## DATA IN THIS EXERCISE:
+===+

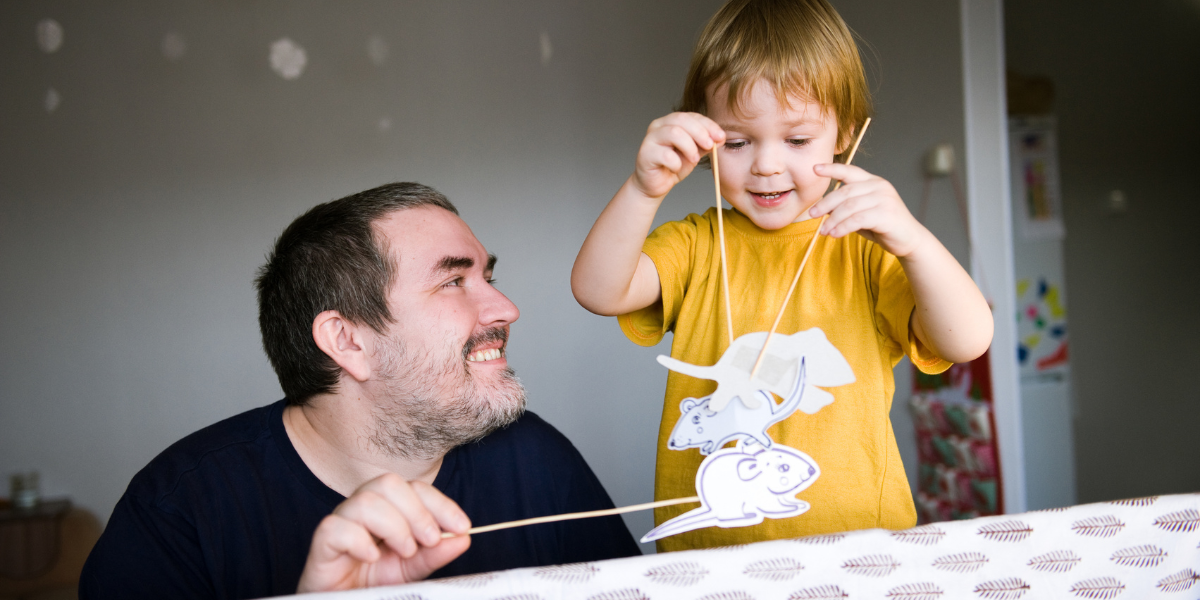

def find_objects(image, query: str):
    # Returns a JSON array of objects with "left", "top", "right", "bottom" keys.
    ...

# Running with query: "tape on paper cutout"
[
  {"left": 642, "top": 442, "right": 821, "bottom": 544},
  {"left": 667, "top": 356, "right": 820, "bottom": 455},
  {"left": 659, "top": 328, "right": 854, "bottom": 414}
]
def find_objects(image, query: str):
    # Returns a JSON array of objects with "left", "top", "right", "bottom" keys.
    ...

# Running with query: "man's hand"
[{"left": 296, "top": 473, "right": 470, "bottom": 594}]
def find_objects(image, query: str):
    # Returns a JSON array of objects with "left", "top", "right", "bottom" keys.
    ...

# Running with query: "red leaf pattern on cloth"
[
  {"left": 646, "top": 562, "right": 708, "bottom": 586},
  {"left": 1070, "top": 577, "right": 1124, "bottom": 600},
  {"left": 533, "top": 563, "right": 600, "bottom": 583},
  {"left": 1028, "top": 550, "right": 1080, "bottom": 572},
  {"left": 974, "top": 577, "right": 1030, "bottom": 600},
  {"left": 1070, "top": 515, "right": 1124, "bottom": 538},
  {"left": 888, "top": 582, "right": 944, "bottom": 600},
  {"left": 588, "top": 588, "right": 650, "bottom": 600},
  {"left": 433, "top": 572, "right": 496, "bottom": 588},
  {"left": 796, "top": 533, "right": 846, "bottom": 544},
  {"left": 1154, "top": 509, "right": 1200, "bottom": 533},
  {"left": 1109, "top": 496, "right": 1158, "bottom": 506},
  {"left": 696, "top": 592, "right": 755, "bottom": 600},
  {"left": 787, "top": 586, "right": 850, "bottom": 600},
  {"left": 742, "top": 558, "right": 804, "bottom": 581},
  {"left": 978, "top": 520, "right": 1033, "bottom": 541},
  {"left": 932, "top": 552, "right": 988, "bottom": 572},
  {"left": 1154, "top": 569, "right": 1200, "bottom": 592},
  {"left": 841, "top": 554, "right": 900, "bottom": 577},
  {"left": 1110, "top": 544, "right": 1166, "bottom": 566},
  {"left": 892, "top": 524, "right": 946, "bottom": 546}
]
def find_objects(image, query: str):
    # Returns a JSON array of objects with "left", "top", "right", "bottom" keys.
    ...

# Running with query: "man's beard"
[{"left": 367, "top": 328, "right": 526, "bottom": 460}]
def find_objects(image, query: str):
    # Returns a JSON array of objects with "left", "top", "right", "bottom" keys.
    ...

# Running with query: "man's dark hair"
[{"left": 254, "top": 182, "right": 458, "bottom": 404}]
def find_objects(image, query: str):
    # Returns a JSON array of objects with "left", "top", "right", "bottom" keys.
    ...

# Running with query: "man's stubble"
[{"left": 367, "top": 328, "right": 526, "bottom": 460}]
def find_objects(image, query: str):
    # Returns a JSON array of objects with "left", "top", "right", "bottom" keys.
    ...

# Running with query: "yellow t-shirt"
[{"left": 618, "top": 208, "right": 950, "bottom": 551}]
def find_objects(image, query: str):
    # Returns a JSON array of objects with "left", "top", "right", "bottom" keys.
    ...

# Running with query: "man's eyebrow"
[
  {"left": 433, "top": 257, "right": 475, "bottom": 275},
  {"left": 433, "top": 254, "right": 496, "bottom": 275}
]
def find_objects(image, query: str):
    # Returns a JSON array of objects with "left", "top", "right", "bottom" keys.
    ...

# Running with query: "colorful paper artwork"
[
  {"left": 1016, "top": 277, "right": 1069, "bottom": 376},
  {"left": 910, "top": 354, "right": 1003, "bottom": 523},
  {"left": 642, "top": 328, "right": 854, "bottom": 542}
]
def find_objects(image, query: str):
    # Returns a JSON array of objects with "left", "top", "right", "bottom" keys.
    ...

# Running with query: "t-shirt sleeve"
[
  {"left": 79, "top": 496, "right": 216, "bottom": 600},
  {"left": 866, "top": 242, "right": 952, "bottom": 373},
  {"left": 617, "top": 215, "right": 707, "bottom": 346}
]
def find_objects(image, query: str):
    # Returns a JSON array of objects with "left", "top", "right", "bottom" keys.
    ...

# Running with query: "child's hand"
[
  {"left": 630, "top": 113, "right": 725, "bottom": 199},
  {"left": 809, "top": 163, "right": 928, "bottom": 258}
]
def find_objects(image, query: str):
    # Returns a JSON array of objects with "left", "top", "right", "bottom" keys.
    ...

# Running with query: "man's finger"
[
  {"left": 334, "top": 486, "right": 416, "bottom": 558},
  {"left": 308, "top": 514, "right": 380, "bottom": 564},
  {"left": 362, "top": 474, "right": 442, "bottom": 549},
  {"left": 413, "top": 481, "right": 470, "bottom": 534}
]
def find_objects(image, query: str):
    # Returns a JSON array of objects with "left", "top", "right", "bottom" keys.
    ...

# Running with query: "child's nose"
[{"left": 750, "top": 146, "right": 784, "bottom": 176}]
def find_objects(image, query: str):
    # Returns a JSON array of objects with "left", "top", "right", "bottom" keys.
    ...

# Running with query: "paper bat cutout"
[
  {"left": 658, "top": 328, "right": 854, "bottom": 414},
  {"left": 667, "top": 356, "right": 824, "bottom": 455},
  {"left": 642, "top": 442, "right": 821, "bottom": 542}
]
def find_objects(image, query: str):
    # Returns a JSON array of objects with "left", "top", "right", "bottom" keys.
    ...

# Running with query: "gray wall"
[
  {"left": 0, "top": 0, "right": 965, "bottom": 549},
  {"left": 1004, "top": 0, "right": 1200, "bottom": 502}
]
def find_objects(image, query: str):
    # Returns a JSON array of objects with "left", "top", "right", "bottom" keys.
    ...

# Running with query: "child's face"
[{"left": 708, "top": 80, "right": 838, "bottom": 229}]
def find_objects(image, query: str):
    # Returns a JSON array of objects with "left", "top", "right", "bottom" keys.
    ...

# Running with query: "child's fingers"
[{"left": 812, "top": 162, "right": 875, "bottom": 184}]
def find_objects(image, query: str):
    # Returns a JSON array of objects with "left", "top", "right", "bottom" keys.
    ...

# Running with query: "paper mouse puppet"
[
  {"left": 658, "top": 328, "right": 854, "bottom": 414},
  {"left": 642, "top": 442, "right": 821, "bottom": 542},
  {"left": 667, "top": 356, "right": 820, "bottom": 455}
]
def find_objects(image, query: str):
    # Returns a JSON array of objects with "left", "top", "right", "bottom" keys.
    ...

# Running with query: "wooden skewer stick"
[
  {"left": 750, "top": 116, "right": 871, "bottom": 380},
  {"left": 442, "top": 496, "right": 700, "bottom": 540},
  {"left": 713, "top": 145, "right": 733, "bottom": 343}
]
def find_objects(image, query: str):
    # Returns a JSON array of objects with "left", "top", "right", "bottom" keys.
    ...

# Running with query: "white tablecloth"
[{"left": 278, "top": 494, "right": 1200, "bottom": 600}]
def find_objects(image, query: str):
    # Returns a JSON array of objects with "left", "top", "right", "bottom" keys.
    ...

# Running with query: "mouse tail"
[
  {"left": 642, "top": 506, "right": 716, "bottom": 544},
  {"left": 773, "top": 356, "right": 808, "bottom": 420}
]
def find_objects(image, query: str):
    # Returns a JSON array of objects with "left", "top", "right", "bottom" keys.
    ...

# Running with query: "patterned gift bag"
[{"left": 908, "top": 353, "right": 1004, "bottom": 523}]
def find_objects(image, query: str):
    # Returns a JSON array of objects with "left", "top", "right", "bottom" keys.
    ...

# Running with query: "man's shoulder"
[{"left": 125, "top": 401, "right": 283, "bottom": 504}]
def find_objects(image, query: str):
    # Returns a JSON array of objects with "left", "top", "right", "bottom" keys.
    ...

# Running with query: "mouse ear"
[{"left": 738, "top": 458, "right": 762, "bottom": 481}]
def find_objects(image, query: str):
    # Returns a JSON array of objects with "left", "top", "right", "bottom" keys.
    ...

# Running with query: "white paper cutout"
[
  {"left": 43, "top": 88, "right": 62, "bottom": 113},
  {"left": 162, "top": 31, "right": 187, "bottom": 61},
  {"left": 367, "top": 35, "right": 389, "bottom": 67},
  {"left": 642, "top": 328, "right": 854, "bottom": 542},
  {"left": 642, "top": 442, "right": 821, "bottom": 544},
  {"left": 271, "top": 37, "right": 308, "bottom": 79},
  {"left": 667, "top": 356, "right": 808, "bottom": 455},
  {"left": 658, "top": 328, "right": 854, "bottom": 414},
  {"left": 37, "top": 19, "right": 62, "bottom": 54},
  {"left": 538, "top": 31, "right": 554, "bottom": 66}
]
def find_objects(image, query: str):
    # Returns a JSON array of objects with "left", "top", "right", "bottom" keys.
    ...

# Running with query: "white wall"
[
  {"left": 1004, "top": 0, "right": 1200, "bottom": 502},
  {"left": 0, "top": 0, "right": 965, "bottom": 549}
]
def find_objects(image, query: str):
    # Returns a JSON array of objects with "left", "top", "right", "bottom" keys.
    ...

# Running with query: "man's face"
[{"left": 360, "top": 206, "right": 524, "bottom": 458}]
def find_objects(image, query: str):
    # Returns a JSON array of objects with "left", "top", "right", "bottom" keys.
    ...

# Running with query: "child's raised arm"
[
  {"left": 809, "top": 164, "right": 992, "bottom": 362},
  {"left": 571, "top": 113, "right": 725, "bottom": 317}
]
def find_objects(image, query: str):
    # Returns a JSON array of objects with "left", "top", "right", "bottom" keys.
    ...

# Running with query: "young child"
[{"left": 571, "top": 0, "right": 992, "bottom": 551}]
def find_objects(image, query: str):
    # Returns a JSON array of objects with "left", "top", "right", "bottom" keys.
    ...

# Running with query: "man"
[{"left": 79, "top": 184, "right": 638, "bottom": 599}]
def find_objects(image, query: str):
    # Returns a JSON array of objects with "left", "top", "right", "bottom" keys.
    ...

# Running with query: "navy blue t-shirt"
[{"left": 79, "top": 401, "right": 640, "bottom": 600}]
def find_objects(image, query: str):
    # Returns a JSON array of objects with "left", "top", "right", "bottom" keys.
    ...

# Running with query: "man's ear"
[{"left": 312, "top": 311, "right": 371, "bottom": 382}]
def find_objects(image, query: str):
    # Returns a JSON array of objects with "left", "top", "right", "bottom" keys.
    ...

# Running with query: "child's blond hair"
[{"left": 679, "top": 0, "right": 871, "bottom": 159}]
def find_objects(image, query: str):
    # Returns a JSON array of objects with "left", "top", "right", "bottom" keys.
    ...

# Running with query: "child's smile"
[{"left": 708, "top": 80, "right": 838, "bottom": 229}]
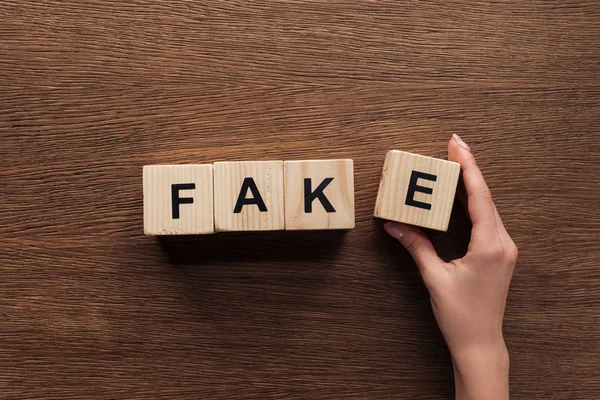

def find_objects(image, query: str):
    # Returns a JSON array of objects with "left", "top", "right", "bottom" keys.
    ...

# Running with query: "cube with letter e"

+===+

## EXERCISE DESCRIPTION:
Gather every line of the data above that contains the word "white" and copy each one out in full.

## OUTPUT:
# Running with query: "white tablecloth"
# Running with query: "white paper cutout"
# Running with query: "white wall"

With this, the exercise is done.